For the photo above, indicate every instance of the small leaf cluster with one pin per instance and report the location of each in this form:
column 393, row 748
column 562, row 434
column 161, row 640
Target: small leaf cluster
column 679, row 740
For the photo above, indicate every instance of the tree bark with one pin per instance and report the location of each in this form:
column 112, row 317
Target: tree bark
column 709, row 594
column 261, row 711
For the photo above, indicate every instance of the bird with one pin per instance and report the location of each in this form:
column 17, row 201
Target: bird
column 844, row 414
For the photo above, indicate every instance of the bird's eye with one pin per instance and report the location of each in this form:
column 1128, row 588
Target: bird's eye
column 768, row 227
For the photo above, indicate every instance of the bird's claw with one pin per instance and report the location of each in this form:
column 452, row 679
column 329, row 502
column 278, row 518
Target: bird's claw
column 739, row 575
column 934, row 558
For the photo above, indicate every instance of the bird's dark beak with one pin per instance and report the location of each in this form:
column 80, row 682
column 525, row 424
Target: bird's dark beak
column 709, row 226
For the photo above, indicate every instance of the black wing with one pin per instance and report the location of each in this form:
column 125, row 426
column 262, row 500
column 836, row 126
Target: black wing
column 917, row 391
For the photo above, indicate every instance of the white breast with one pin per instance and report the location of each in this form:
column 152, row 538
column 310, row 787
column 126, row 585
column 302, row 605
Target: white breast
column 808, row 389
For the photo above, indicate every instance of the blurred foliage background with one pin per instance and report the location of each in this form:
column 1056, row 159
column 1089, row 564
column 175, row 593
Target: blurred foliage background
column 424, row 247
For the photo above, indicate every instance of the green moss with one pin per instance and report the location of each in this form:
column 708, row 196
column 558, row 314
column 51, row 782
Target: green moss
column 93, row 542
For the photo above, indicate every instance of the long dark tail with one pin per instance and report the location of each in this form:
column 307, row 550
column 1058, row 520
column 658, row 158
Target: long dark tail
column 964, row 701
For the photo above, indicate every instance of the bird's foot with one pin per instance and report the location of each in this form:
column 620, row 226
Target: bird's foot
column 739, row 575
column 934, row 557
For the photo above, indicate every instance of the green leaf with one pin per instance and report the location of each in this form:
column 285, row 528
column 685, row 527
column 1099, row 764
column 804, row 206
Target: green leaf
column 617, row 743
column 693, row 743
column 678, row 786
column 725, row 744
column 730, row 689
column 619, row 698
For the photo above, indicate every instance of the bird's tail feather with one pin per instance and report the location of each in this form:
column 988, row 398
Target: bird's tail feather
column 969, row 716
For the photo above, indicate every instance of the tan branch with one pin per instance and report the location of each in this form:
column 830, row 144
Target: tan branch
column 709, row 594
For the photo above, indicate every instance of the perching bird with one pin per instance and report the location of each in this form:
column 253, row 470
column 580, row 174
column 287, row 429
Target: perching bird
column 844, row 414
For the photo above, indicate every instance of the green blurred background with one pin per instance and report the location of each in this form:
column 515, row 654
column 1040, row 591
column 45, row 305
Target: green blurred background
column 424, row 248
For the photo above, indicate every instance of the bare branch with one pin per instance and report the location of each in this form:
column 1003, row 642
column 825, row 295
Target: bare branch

Exercise aim -> Each line above where the word "bare" occurs should be returned in full.

The completed task ->
For the photo above, indicate every instance of the bare branch with one pin per instance and report the location of each in this form:
Target: bare branch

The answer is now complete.